> Written task: Below is a set of records; restate each one word for word.

> Given data:
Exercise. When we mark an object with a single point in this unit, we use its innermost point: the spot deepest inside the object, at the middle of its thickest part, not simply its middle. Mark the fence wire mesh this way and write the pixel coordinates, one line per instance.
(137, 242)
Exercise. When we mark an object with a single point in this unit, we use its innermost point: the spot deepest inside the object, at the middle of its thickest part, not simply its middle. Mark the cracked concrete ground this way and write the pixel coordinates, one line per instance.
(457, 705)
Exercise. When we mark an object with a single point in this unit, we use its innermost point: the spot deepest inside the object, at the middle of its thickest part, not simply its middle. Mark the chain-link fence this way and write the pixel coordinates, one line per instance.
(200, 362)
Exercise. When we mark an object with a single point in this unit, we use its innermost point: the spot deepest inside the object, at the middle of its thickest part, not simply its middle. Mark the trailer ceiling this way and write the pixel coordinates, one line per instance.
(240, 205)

> Result for this exercise:
Exercise. When we mark an object with a single point in this unit, we use its innermost point: the spot deepest inside the object, at the middle of its thickest part, not simply its middle. Mark the fence wire mesh this way and write the pixel coordinates, one line per instance.
(137, 242)
Exercise. When we mark an object with a single point in this unit, we use its innermost point: the spot deepest inside the object, at the middle of its thickest part, not simply its middle. Mark the cracked concrete ground this way and write the pixel coordinates, one line per instance.
(457, 705)
Exercise. When we mark an object with a single point in this unit, we use its innermost point: the spot deepest inside the object, at the middle of its thickest part, not simply its middle. Mark the chain-link fence this way and write the pixel coordinates, one line per instance.
(200, 362)
Exercise. When we mark an object with a single point in this unit, we use its innermost point: the spot deepest inside the object, at the middle of its thickest part, not simply its middle. Mark the trailer ceiling this way and write the pixel coordinates, one line per instance.
(240, 205)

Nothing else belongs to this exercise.